─── Sayfa Alıntısı ───

Bektaşi’ye “Neden namaz kılmıyorsun?” diye sormuşlar,
“Cenab-ı Allah Kur’an’da namaza yaklaşmayın buyuruyor” cevabını vermiş.
Ama o âyetin başında ‘İçkili iken...’ deniyor diye hatırlattıkları zaman da,
Bektaşi “Ben hafız değilim, o kadarını bilemem” demiş...
En korktuğum şeydir ve en tehlikelisidir “içinde gerçek bulunan yalanlar!”
Geçtiğimiz hafta Cumhurbaşkanı Erdoğan’ın Birleşmiş Milletler performansı ve Trump ile olan görüşmesine ilişkin muhalefetin tavrı bundan farklı değil.
Bektaşi gibi cümlenin ortasından,içinde gerçek olan yalanlarla, konu amacından nasıl saptırılır,
Gerçeğin yalnızca işlerine gelen kısmı alınır da kalan kısmı nasıl görmezden gelinir.
Türkiye’nin Suriye’de, Ukrayna’da ve Gazze’de oynadığı etkin ve dengeleyici rol nasıl yok sayılır.
Bunun yerine, “iktidarın meşruiyet sorunu” gibi olmayan, yapay tartışmalar nasıl üretilir.
Olmayan bir sorun ile nasıl hayali krizler yaratılır!
Yazarıyla, siyasetçisi ile muhalif kesimin tek yaptığı çözüm değil, sorun üretmek!
İnanılacak gibi değil!
Ortada gerçekten garabet bir durum var.
Her şeyi de onlar biliyor!
Onlar haricinde izinsiz fikir de üretemezsiniz(!)
Bugün Türkiye, Suriye’de terör koridorunu parçalayarak sadece kendi sınırlarını değil, Avrupa’nın da güvenliğini korurken,
Ukrayna krizinde, dünyanın gıda güvenliğini doğrudan etkileyen tahıl koridorunu açmışken, bu savaşın diplomatik görüşmelerinin baş aktörü iken,
Gazze’de, uluslararası sistemin sustuğu yerde, insanlığın vicdanını temsil eden ses, yine Türkiye olurken muhalefet, Bektaşi gibi cümlenin ortasından okuyup kalanını bilmezden gelip bir meşruiyet sözü ile -ki bu sözü sarfeden hangi nedenle bu kelimenin kullandığını uzun uzun açıklamasına rağmen-kendi sahte krizini yaratıyor.

─── Malzeme ───

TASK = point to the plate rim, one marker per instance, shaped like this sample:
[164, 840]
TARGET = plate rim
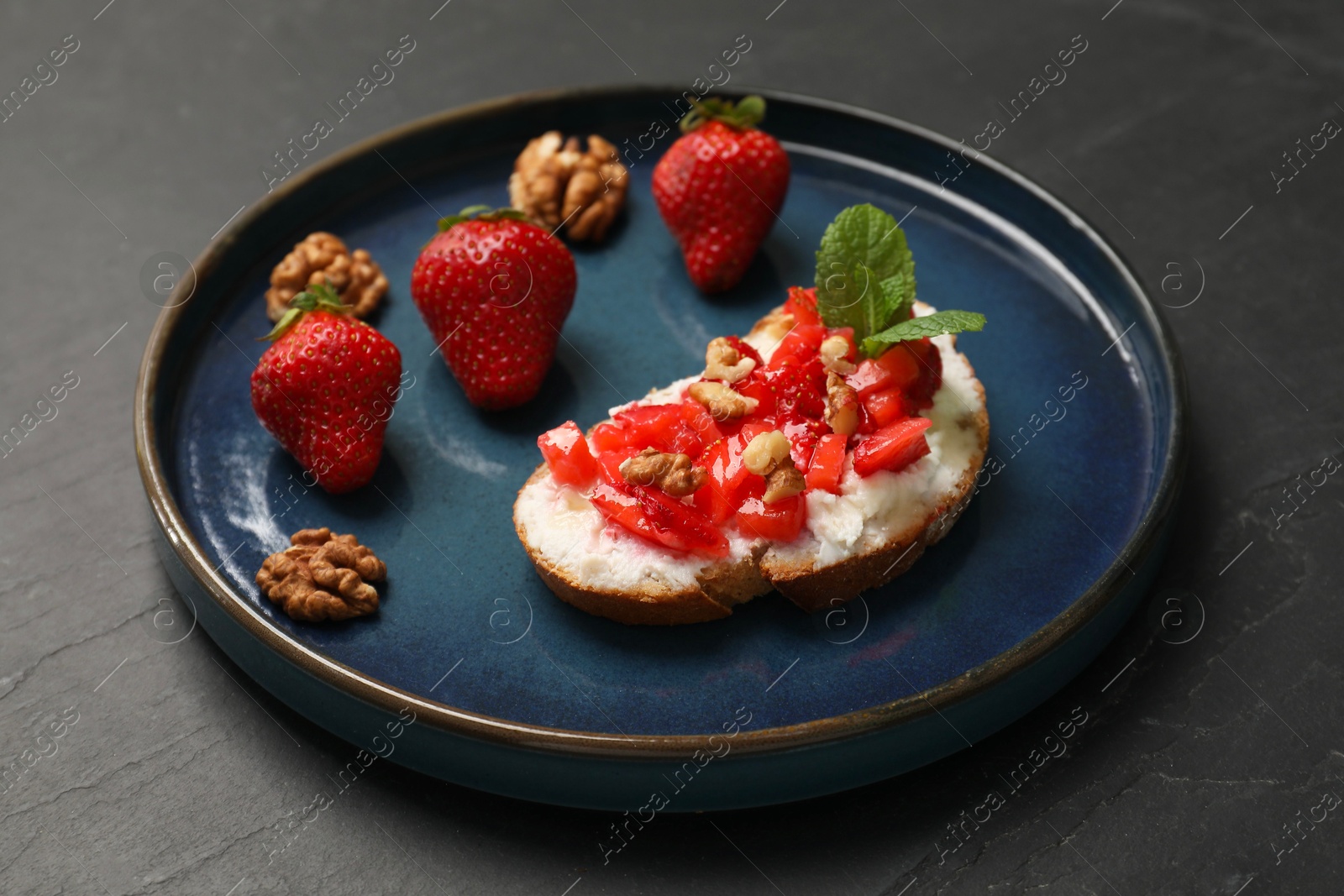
[476, 726]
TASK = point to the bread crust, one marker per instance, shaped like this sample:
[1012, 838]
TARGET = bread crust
[721, 586]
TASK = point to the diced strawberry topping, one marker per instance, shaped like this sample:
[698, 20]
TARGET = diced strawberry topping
[800, 345]
[660, 519]
[568, 454]
[827, 464]
[803, 305]
[730, 483]
[869, 378]
[800, 390]
[893, 448]
[902, 364]
[609, 464]
[887, 407]
[779, 521]
[609, 437]
[931, 372]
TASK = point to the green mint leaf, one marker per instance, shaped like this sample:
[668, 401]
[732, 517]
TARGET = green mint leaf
[898, 293]
[936, 324]
[866, 275]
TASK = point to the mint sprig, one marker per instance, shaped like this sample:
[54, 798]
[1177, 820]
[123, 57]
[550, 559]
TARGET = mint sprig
[931, 325]
[866, 280]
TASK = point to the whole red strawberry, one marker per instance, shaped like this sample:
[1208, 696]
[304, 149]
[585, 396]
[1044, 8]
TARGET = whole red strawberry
[719, 188]
[326, 389]
[495, 291]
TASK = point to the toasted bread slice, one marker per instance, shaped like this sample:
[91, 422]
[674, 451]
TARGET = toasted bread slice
[864, 537]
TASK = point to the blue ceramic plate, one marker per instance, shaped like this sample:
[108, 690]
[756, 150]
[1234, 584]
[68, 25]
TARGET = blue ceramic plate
[512, 691]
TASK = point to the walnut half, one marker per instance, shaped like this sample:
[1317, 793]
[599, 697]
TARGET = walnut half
[323, 577]
[323, 258]
[672, 473]
[768, 454]
[554, 184]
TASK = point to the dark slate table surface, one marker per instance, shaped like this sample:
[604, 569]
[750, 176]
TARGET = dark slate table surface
[1200, 754]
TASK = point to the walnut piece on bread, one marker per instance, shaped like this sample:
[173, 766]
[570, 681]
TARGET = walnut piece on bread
[842, 412]
[723, 362]
[672, 473]
[323, 577]
[768, 456]
[722, 402]
[323, 258]
[555, 184]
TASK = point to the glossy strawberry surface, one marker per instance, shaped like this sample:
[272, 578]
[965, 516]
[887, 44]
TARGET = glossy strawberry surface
[495, 296]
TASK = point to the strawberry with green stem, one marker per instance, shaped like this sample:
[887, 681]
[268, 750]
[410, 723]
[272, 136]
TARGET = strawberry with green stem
[495, 291]
[326, 389]
[719, 188]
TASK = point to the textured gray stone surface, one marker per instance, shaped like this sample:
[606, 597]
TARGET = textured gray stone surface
[1194, 757]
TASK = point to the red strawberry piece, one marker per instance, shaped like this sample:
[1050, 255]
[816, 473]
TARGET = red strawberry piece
[660, 519]
[887, 406]
[827, 464]
[893, 448]
[495, 291]
[799, 345]
[568, 454]
[779, 521]
[719, 188]
[326, 390]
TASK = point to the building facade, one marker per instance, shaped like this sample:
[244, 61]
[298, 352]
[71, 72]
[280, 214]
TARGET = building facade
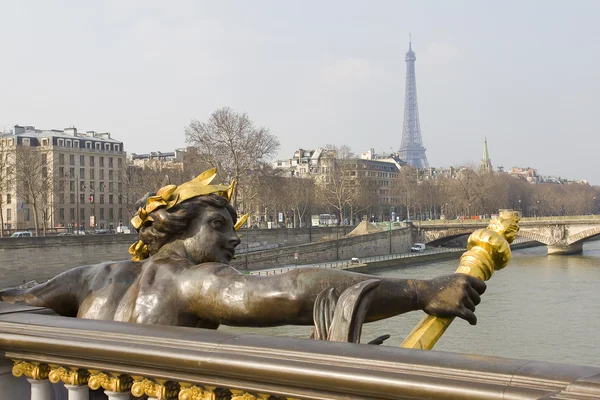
[79, 174]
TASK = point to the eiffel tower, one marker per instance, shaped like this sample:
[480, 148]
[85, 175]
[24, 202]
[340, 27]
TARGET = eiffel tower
[412, 150]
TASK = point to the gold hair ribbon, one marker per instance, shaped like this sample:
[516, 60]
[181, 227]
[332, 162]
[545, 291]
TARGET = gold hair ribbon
[171, 195]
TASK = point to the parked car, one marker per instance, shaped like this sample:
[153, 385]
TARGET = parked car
[123, 229]
[418, 247]
[21, 234]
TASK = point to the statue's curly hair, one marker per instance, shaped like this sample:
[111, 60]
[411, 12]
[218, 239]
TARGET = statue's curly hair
[171, 224]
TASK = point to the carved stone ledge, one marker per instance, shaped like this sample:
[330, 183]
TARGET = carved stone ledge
[71, 376]
[193, 392]
[32, 370]
[159, 389]
[112, 381]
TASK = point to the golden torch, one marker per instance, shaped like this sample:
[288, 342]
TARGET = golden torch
[487, 250]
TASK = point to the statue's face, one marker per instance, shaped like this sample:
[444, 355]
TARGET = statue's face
[211, 237]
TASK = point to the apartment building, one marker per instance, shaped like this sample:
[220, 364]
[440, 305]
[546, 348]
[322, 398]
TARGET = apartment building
[84, 173]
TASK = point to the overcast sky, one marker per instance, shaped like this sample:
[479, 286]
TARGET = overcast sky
[524, 73]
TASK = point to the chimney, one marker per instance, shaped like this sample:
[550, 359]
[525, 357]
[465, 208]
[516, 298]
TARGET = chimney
[71, 131]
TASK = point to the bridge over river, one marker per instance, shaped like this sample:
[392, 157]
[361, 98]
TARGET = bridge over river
[562, 234]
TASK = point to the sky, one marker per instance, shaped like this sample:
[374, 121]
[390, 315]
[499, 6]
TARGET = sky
[523, 73]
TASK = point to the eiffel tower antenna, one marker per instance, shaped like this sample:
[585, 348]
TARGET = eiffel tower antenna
[411, 149]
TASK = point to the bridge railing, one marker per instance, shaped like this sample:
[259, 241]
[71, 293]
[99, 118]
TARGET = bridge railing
[457, 222]
[164, 362]
[344, 264]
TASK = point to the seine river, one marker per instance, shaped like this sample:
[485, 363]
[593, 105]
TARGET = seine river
[539, 307]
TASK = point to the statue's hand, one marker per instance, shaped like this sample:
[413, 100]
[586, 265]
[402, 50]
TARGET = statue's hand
[451, 296]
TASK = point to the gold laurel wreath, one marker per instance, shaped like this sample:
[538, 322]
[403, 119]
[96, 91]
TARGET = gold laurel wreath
[171, 195]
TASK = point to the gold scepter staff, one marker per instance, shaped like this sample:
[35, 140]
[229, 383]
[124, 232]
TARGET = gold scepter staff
[487, 250]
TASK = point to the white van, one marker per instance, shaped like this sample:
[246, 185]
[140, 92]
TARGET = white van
[21, 234]
[418, 247]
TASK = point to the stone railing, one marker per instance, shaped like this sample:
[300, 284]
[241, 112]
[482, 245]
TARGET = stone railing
[80, 358]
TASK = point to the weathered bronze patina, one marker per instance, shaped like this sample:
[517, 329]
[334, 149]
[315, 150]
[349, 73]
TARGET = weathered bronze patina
[180, 275]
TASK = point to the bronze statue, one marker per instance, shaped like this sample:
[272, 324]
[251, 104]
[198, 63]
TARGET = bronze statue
[180, 275]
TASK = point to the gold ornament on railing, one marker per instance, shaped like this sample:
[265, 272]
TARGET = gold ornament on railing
[71, 376]
[112, 381]
[33, 370]
[171, 195]
[488, 251]
[159, 389]
[242, 395]
[193, 392]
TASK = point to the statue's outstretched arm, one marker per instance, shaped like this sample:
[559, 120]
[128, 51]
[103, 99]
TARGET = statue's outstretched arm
[219, 293]
[60, 293]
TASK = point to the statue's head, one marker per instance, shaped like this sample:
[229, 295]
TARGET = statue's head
[196, 213]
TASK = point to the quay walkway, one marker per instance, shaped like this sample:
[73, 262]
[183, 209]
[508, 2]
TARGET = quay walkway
[366, 261]
[388, 260]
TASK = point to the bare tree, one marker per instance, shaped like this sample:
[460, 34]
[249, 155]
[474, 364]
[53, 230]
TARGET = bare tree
[406, 188]
[34, 175]
[231, 142]
[7, 165]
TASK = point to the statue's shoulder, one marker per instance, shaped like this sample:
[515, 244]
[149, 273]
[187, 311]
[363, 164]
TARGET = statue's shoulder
[214, 268]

───

▸ **Yazılı Görev 1**: Sayfa alıntısında "En korktuğum şeydir" ile başlayıp "değil, sorun üretmek!" ile biten bölümü, "hayali" yerine "sanal" koyarak yeniden yazın.
▸ **Yazılı Görev 2**: Sayfa alıntısında "Bugün Türkiye, Suriye’de terör koridorunu" sözleriyle başlayan paragrafı, temel bilgilerini koruyarak madde listesine dönüştürün.
▸ **Yazılı Görev 3**: Muhalefetin tavrını eleştiren sayfa alıntısını, gösterilen son cümlenin ardından devam ettirin.
Bu veriler başka bir kaynaktan alınmıştır.

▸ **Alıştırma Cevabı 1**:
En korktuğum şeydir ve en tehlikelisidir “içinde gerçek bulunan yalanlar!”
Geçtiğimiz hafta Cumhurbaşkanı Erdoğan’ın Birleşmiş Milletler performansı ve Trump ile olan görüşmesine ilişkin muhalefetin tavrı bundan farklı değil.
Bektaşi gibi cümlenin ortasından,içinde gerçek olan yalanlarla, konu amacından nasıl saptırılır,
Gerçeğin yalnızca işlerine gelen kısmı alınır da kalan kısmı nasıl görmezden gelinir.
Türkiye’nin Suriye’de, Ukrayna’da ve Gazze’de oynadığı etkin ve dengeleyici rol nasıl yok sayılır.
Bunun yerine, “iktidarın meşruiyet sorunu” gibi olmayan, yapay tartışmalar nasıl üretilir.
Olmayan bir sorun ile nasıl sanal krizler yaratılır!
Yazarıyla, siyasetçisi ile muhalif kesimin tek yaptığı çözüm değil, sorun üretmek!

▸ **Alıştırma Cevabı 2**:
- Türkiye, Suriye’de terör koridorunu parçalayarak hem kendi sınırlarını hem de Avrupa’nın güvenliğini koruyor.
- Ukrayna krizinde dünyanın gıda güvenliğini doğrudan etkileyen tahıl koridorunu açtı. Bu savaşın diplomatik görüşmelerinin baş aktörü de Türkiye.
- Gazze’de, uluslararası sistemin sustuğu yerde insanlığın vicdanını temsil eden ses yine Türkiye oluyor.
- Muhalefet ise Bektaşi gibi cümlenin ortasından okuyup kalanını bilmezden geliyor. Bir meşruiyet sözüyle kendi sahte krizini yaratıyor. Bunu, sözü söyleyenin o kelimeyi hangi nedenle kullandığını uzun uzun açıklamasına rağmen yapıyor.

▸ **Alıştırma Cevabı 3**:
Siyasî bir hesap olmaktan çok bu tavrın ardında bir hazımsızlık ve psikolojik bir eziklik yattığını düşünüyorum.
Çünkü yıllardır iktidara gelememenin, halkın güvenini kazanamamanın ürettiği bir eksikliğin, kendini sahte krizlerle telafi etmeye çalışmasından başka bir şey değil bu.
“İktidarın meşruiyeti yok” söyleminin ardında da aslında bir ayna etkisi,
Meşruiyetini bir türlü milletten alamayanların, onu elde edenlere yönelttiği bir kara çalma olarak değerlendiriyorum.
Bugün “iktidarın meşruiyeti” üzerine yapay tartışmalar açan muhalefetin en büyük çelişkisi, aslında meşruiyetin kaynağı olan milletin iradesini temsil eden Meclis’in açılışına dahi katılmamalarıdır.
Milletin oylarıyla seçildikleri halde, o iradenin tecelli ettiği Gazi Meclis’in kapısından bile girmemeyi tercih edenlerin, meşruiyet üzerine söz söylemesi başlı başına bir samimiyetsizliktir.
Bu tavır, aynı zamanda siyaseten büyük bir savrulmadır. Çünkü meşruiyetin tek adresi millettir, milletin iradesi de Meclis’te tecelli eder.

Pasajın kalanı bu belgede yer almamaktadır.